PASSAGE PROVIDED >>
----

Armstrong gave up the triathlon for cycling, and in 1991 won the United States amateur cycling title. Late in 1992, he signed a professional contract with Motorola, the only American team then competing internationally.

In 1993, his first full season as a professional, he won the world and United States pro championships and a stage of the Tour de France. After the 1996 season Motorola withdrew from cycling, and he signed with a new French team, Cofidis, for $1 million a year for two years.

For months, he had been experiencing groin pain, but dismissed it as the price of riding on a hard saddle five or six hours a day. Two weeks after he turned 25, he became dizzy, his vision was blurred and he was coughing up blood. Only then did he go to a doctor.

The findings were devastating. He had an especially lethal variety of testicular cancer that had spread to his lungs and abdomen (which had 12 tumors, some as large as golf balls) and his brain (two lesions). His right testicle was removed in one operation, and the brain lesions were repaired in another.

Doctors gave him no more than a 50 percent chance of survival. He underwent four rounds of intense chemotherapy, each a month apart, and after each one-week session he would get on his bike and ride 30 to 50 miles a day.

The cancer disappeared -- "a miracle," he said.

He sat out all of 1997. When he decided to race again, Cofidis did not want him and paid only 25 percent of his contract. Other teams shunned him. Finally, the United States Postal Service team picked him up.

Early last year, in the middle of a French race, he found he was not mentally ready. He dropped out, flew back home to Austin, Tex., and, he recalled, "I didn't unpack my bike for four weeks."

He was about to quit cycling, but after riding in the North Carolina mountains for 10 days that spring with Bob Roll, a friend and former road racer, he changed his mind. Armstrong said he learned there that "it's not just the convalescence of the body, but it's the convalescence of the spirit as well."

Now, at 27, he is riding better than ever. At 5 feet 10 inches, he is trimmer than ever, too. His weight, once over 170 pounds, has dropped to 158, which means he has less bulk to carry up the mountains. While still boyish, he is more mature than the Wunderkind who seemed the descendant of an early Wheaties hero, Jack Armstrong, the All-American boy.

His salary is $500,000, and his Tour de France victory will earn him $1 million in bonuses and probably more than that in endorsements. He has been living in France during the spring and summer racing season, and in the off season in a $1 million, 5,000-square-foot home he built on the shores of Lake Austin.

----

TASKS FOR THIS EXERCISE >>
(1) Decide whether each statement agrees with the passage on Armstrong's cycling career, answering yes or no and quoting the words of the passage that settle it. (a) Armstrong joined Cofidis after Motorola left the sport. (b) Cofidis paid his full contract when he wanted to race again. (c) Doctors put his chance of survival above 50 percent.
(2) Extend the passage on Armstrong's cycling career, picking up after its final sentence.

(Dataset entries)
----

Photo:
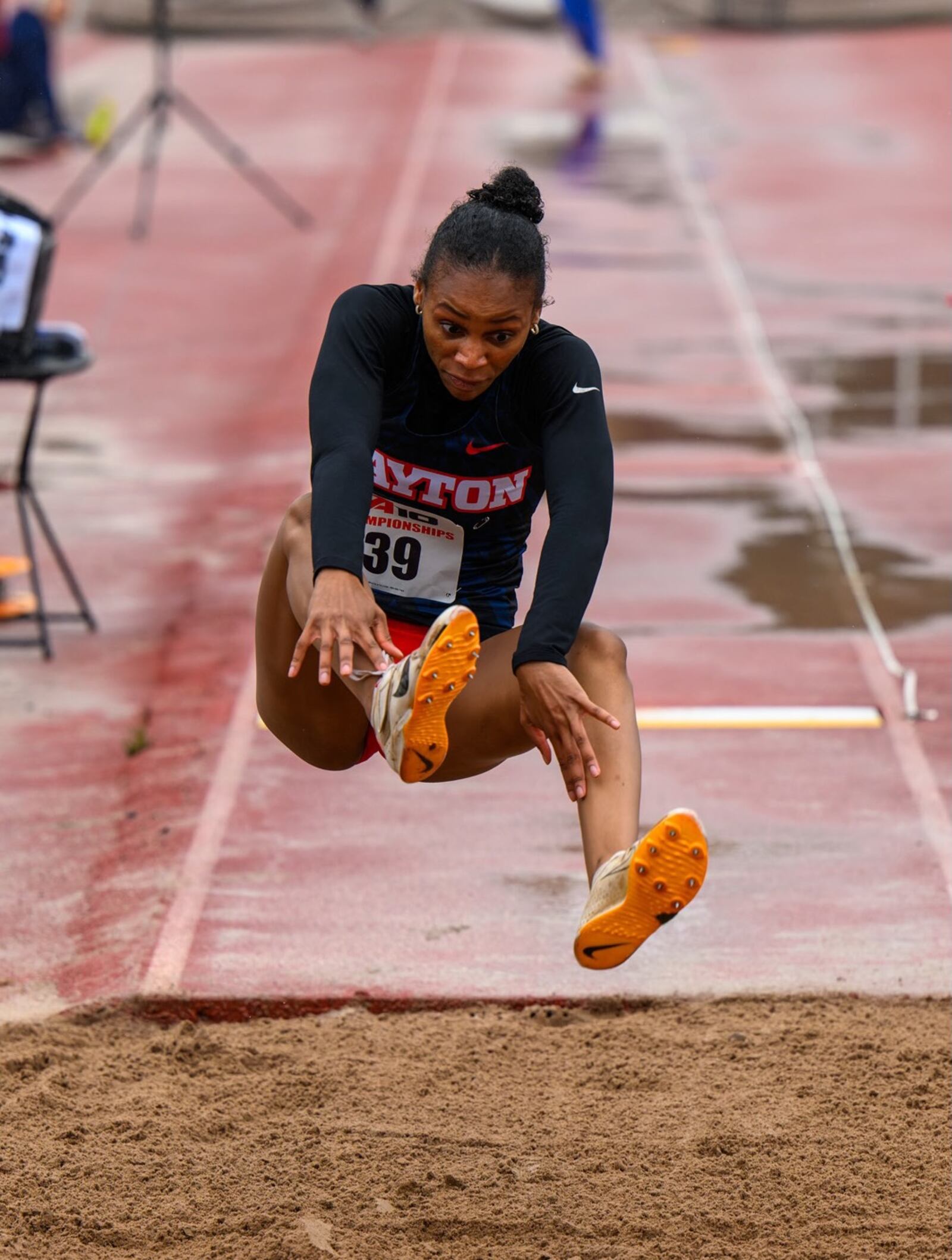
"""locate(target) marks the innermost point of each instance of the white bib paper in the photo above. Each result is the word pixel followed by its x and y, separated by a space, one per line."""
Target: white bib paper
pixel 410 552
pixel 20 240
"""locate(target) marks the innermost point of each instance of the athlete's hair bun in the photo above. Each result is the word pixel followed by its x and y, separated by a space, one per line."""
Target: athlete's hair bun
pixel 513 190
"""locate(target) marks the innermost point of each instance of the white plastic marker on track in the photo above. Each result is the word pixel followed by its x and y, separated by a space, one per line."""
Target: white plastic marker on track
pixel 178 932
pixel 913 763
pixel 752 338
pixel 760 717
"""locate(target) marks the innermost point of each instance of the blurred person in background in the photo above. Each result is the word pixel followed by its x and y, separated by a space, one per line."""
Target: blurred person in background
pixel 28 101
pixel 584 19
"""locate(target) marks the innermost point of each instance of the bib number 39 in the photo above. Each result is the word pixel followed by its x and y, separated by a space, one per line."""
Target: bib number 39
pixel 403 562
pixel 411 553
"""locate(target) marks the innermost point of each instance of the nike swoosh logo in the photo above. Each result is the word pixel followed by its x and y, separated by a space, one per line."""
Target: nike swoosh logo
pixel 591 951
pixel 480 450
pixel 428 764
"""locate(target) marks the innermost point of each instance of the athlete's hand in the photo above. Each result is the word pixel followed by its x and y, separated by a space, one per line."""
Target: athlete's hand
pixel 553 703
pixel 343 612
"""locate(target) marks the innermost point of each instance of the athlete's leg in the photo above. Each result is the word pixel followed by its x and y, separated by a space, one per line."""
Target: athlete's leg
pixel 484 731
pixel 325 726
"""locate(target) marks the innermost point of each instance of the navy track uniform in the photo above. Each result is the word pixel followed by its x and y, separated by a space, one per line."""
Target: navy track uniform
pixel 431 498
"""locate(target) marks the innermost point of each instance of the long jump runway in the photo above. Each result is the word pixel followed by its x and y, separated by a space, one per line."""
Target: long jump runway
pixel 159 845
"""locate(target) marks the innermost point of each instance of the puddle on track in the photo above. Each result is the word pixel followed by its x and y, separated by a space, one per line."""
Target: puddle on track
pixel 646 429
pixel 906 390
pixel 792 568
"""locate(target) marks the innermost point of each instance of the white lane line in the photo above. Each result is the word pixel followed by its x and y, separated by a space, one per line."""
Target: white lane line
pixel 759 717
pixel 750 334
pixel 913 763
pixel 178 930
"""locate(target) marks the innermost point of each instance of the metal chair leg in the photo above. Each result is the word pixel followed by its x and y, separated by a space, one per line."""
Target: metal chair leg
pixel 60 557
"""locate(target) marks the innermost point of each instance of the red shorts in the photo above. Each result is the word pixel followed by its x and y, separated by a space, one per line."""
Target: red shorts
pixel 408 637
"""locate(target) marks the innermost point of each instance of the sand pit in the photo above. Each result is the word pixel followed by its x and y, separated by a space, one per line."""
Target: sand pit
pixel 805 1128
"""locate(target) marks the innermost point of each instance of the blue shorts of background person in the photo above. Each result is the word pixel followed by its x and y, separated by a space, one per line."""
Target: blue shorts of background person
pixel 27 101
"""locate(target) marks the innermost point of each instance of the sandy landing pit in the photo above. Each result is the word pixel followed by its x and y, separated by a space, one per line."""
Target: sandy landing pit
pixel 801 1128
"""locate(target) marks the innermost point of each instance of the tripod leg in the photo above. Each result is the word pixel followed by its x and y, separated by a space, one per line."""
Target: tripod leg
pixel 236 156
pixel 96 167
pixel 60 557
pixel 40 614
pixel 149 170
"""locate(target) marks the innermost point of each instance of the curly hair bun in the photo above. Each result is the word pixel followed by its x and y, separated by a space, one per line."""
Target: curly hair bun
pixel 513 190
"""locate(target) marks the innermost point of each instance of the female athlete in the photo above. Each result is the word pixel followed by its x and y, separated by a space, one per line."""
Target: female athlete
pixel 439 416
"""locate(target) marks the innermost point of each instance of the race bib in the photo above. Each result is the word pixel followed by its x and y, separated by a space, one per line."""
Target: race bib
pixel 411 553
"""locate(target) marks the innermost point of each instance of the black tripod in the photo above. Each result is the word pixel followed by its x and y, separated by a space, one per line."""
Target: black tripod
pixel 154 110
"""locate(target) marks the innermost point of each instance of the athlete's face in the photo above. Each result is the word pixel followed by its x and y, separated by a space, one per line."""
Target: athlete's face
pixel 474 325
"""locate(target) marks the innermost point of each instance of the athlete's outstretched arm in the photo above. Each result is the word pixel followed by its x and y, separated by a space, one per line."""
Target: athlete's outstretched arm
pixel 578 463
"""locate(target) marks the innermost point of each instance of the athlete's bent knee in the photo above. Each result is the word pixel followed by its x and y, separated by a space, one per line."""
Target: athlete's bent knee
pixel 594 645
pixel 297 518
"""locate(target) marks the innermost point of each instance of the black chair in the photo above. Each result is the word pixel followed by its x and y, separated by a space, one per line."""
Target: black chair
pixel 57 350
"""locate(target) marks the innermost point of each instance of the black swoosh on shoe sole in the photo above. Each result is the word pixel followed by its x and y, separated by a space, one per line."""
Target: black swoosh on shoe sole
pixel 428 764
pixel 591 951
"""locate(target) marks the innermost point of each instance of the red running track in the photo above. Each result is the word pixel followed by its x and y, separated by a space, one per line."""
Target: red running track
pixel 212 866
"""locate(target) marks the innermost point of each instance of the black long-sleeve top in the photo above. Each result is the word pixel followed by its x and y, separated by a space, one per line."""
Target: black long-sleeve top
pixel 431 498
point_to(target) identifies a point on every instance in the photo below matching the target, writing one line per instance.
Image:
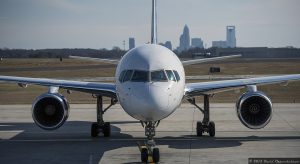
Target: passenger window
(177, 75)
(158, 76)
(140, 76)
(127, 75)
(121, 76)
(170, 75)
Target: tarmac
(21, 141)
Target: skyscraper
(184, 40)
(131, 43)
(197, 43)
(168, 44)
(230, 36)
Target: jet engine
(254, 109)
(50, 111)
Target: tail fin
(154, 24)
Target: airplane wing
(109, 61)
(105, 89)
(196, 89)
(204, 60)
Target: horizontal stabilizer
(204, 60)
(110, 61)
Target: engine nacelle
(254, 110)
(50, 111)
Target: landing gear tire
(144, 155)
(155, 155)
(211, 129)
(106, 129)
(94, 130)
(199, 129)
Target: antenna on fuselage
(154, 23)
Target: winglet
(154, 23)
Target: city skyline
(35, 24)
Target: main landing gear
(148, 149)
(206, 125)
(100, 125)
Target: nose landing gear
(149, 153)
(100, 125)
(206, 125)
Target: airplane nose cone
(149, 103)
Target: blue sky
(35, 24)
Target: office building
(197, 43)
(230, 36)
(184, 40)
(219, 44)
(131, 43)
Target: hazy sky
(106, 23)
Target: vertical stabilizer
(154, 24)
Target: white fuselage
(146, 82)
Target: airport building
(131, 43)
(197, 43)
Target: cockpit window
(140, 76)
(177, 75)
(158, 76)
(170, 75)
(121, 76)
(127, 75)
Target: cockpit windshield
(146, 76)
(140, 76)
(158, 76)
(170, 75)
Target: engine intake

----

OUTPUTS IN ORDER >>
(1)
(a) Yes: "After the 1996 season Motorola withdrew from cycling, and he signed with a new French team, Cofidis"
(b) No: "Cofidis did not want him and paid only 25 percent of his contract."
(c) No: "Doctors gave him no more than a 50 percent chance of survival."

(2)
His comeback has astounded Dr. Lawrence Einhorn, the oncologist at Indiana University Medical Center in Indianapolis who supervised his treatment.

"It's one thing to recover and go back to work as an accountant," Einhorn said, "but it is very, very difficult to perform as an athlete, after all the terrible fatigue you go through and everything else."

Armstrong is not on medication now. Tests show he is cancer free, and Einhorn said there was only a 2 percent chance the cancer would return.

Meanwhile, life goes on. Armstrong's story will be made into a movie by Bud Greenspan, the Olympic filmmaker. Mostly for fun, Armstrong has entered the Mercury Tour, a five-day mountain-bike race from Aug. 25-29 in Steamboat Springs, Colo. And there will be more road races, more chances to make the public aware of cancer, more chances to raise money to find a cure.

Armstrong is leading the way himself. Last October, the Lance Armstrong Foundation awarded two medical research grants worth $350,000.

"You go through this whole spectrum and cycle of the diagnosis, and the bad news and the depression and the treatment," he said. "You spend a year so scared and terrified that you feel like you deserve the rest of your life to have a vacation. But you can't. You have to return to your life and your family and your peers."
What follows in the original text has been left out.